Position identification records:

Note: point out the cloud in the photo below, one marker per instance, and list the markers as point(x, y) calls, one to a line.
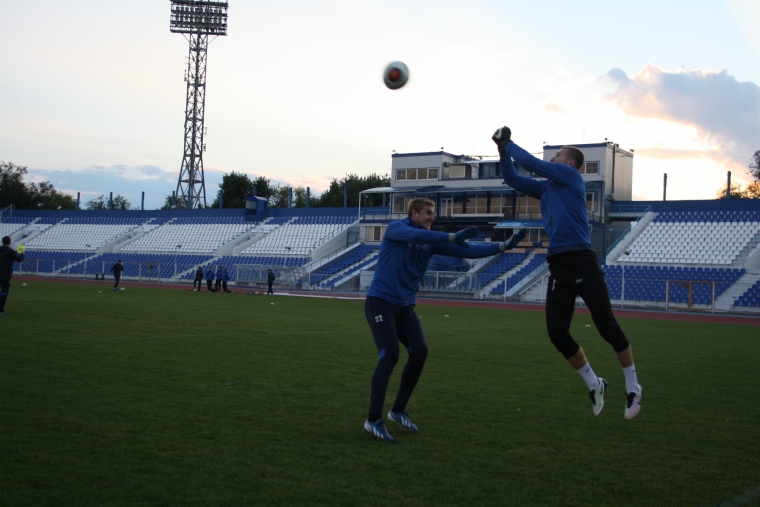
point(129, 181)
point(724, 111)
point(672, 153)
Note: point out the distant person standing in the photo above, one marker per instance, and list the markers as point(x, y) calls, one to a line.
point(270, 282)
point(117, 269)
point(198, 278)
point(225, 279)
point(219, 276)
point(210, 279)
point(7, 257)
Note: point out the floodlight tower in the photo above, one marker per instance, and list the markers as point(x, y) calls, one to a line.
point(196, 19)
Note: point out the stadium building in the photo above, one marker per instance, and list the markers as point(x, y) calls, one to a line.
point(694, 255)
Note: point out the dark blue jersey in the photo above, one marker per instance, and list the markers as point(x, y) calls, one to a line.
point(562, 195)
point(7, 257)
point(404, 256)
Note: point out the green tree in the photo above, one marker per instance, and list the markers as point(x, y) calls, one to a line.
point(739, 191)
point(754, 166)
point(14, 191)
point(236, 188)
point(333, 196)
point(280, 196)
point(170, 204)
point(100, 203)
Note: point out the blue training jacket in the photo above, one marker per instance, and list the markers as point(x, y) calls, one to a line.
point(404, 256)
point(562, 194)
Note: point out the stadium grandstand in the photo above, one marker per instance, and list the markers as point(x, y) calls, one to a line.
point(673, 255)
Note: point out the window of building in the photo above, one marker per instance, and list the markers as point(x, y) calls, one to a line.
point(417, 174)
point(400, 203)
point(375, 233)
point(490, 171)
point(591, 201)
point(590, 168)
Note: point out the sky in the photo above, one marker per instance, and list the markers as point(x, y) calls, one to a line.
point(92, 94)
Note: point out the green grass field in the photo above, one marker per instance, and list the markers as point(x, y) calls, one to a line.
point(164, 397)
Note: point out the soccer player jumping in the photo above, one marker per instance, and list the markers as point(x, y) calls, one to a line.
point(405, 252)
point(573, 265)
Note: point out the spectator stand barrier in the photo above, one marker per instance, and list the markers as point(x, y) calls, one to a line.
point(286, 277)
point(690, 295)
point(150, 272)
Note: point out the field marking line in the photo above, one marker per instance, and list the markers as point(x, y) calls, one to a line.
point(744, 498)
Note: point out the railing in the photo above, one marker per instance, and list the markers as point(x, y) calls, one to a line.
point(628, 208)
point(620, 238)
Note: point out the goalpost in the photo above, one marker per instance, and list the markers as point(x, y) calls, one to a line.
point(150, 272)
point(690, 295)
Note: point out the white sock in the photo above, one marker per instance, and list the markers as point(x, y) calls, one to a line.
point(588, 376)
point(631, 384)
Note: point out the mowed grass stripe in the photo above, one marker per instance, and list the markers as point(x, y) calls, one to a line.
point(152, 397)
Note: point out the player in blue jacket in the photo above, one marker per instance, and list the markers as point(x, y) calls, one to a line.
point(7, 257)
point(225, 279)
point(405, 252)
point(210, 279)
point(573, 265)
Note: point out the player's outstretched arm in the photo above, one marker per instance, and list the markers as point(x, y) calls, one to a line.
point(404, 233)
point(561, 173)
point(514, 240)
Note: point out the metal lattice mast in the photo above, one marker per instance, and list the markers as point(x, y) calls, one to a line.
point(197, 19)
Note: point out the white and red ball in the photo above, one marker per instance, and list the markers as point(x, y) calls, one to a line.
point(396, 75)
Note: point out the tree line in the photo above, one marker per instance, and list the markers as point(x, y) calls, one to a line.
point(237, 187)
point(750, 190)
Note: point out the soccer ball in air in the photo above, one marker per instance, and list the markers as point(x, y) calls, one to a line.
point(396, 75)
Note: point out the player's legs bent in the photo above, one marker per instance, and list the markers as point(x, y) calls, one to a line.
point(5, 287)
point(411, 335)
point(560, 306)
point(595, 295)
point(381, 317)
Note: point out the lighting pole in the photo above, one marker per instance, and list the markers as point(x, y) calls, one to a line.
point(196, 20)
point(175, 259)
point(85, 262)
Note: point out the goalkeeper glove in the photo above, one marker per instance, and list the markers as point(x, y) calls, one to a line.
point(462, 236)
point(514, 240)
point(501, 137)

## INSTRUCTION
Copy out every one of the position identification records above, word for word, leaving out the pictures.

## WRITTEN ANSWER
Note: point out the cloud in the photo below, one marker per instance, and list the markers as point(x, y) calls, one to a line.
point(129, 181)
point(724, 111)
point(672, 153)
Note: point out the distant person standing in the photo above, one marker per instance, and list the markers as point(x, y) calls, one to a line.
point(270, 282)
point(117, 269)
point(198, 278)
point(225, 279)
point(219, 276)
point(210, 279)
point(7, 257)
Note: point out the floodlight tower in the photo above, one marker per instance, and list the markers as point(x, y) calls, one to a line.
point(196, 19)
Note: point out the stadium building in the photo above, one marker per instance, and list the markers as point(x, y) calls, one to a line.
point(694, 255)
Note: point out the dark blue jersey in the photo above, one marker per instance, and list the markers as point(x, y) calls, one to a line.
point(562, 195)
point(7, 257)
point(404, 256)
Note: point out the green tree in the photo above, one marker per instance, and list the markers as point(x, y) calls, one to a line.
point(739, 191)
point(754, 166)
point(14, 191)
point(236, 188)
point(333, 196)
point(280, 196)
point(170, 204)
point(100, 203)
Note: point out the blue training jacket in the photo above, one marker per instance, and list the markers as point(x, y) calls, one to a line.
point(404, 256)
point(562, 194)
Note: point out the stadium grandstand in the photo above, one marker per instance, and list the markers as point(x, y) calls, one to a line.
point(673, 255)
Note: point out the window of building in the photo above, one marker per instance, and list the markers as point(x, y) calls, one to a line.
point(417, 174)
point(400, 203)
point(375, 233)
point(490, 171)
point(591, 201)
point(590, 168)
Note: point out the sky in the photo above, one marker per instance, and list the markers as point(x, y) calls, one to a line.
point(92, 94)
Note: point out the green grass field in the photo above, one marker per instance, and list the markers as point(x, y) calls, one to a line.
point(164, 397)
Note: point out the soccer player jumping in the photo above, one marker per instance, and list the markers as point(x, y) calls, one to a line.
point(405, 252)
point(573, 265)
Note: point out the spectator stand barrier in the photo above, one marker per instance, and list the markers as point(x, y) calls, one to a line.
point(286, 277)
point(690, 295)
point(150, 272)
Note: point out the field marking line in the photo above, one marker per instance, and list the markers as point(x, y) calls, one to a line.
point(744, 498)
Note: point out the railing in the photo above, one marker per instance, and list the markers as point(x, y) calls, one to a line.
point(628, 208)
point(620, 238)
Note: point out the goalpost in the photo above, one marker per instance, and list the markers as point(x, y) calls, one to a line.
point(150, 272)
point(690, 295)
Note: point out the white sock in the photo above, one marker per instance, and list the markers as point(x, y) calls, one to a line.
point(588, 376)
point(631, 384)
Note: point out the mowed grass stripe in the photo above, one marker per instance, and list the markers as point(x, y) calls, one to a line.
point(152, 397)
Note: point out the player in blue jacket in the photo above, one marker per instance, and list the markers as point(x, y) calls, one to a line.
point(7, 257)
point(225, 279)
point(405, 252)
point(210, 279)
point(573, 265)
Note: point out the player's outstretched arm in the photo above, one marker per instance, and list the markers as point(x, y) calls, one to a line.
point(404, 233)
point(561, 173)
point(514, 240)
Note: point out the metal lattice mast in the photo above, one marker per instance, and list the markers as point(x, y) calls, one to a line.
point(197, 19)
Note: point out the white and red ball in the photo above, one marker per instance, and list the markers as point(x, y) calls, one to a line.
point(396, 75)
Note: point out the tree line in the photo above, one marker per instance, and list the markers as point(x, y) calls, one to a line.
point(237, 187)
point(750, 190)
Note: point out the soccer ball in air in the photo above, one marker per instance, and list the markers as point(x, y) calls, one to a line.
point(396, 75)
Note: point out the player's legs bent in the photo above, one marker per instance, and list the markers as point(x, y) calls, one to a line.
point(5, 287)
point(411, 335)
point(560, 306)
point(595, 295)
point(381, 317)
Note: point out the lighting pole in the photo above, one marker per instance, and list the markers as point(x, y) calls, one to a line.
point(196, 20)
point(175, 259)
point(85, 262)
Note: point out the goalkeeper glove in the photo above, one marker per instance, and list the markers as point(x, y) calls, one to a line.
point(462, 236)
point(514, 240)
point(501, 137)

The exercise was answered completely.